Exercise instructions =
Please transfer the rows below, starting at the line that contains "In this exercise you will find the striped" and ending after the last line. Copy every line unchanged, except add 147 to each number in the answer coordinates.

+++

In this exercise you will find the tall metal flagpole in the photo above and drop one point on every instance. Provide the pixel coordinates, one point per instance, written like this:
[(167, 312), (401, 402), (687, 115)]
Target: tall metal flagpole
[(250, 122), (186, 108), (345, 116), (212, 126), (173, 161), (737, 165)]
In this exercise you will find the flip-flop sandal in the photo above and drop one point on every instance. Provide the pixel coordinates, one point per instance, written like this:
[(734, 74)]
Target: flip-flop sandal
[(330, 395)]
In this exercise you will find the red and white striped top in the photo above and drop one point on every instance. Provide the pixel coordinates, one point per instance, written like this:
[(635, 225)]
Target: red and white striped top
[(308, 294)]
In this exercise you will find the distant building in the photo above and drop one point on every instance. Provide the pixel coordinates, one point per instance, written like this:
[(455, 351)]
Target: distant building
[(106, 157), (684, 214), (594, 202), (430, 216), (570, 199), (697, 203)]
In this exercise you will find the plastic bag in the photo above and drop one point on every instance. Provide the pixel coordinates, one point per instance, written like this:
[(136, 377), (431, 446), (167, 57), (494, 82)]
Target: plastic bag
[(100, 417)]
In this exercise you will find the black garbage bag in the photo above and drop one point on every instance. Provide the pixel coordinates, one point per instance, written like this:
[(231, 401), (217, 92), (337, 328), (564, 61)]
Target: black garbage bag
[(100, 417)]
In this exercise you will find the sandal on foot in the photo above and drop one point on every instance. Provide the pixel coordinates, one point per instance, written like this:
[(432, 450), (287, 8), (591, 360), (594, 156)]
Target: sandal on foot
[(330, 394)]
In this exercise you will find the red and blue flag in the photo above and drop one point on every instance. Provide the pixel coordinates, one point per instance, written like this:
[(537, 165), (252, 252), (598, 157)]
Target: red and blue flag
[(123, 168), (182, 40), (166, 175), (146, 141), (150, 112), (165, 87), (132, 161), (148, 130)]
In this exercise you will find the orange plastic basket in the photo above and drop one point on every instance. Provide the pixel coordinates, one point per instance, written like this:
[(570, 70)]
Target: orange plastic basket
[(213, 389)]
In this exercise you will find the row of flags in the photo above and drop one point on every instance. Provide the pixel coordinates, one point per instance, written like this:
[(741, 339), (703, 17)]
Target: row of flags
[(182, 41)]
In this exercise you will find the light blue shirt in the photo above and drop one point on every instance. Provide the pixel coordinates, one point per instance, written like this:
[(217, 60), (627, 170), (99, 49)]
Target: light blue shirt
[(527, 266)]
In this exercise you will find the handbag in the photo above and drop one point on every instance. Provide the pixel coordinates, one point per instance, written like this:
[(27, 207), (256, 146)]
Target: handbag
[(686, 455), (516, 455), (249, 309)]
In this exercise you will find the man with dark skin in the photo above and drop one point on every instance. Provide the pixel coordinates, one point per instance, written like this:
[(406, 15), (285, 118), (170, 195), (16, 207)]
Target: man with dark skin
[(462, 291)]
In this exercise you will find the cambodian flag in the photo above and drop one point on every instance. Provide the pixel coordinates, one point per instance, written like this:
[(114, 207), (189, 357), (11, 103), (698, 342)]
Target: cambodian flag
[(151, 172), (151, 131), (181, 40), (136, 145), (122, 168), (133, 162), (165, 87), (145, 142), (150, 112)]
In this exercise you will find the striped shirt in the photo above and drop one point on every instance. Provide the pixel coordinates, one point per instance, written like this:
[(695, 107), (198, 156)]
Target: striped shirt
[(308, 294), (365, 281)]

+++

Right answer =
In this exercise you will find the striped shirt in the photo above and drop one point on every instance. Provide the pixel coordinates, one point per instance, written like this:
[(695, 107), (198, 156)]
Target: striped shirt
[(455, 441), (512, 428)]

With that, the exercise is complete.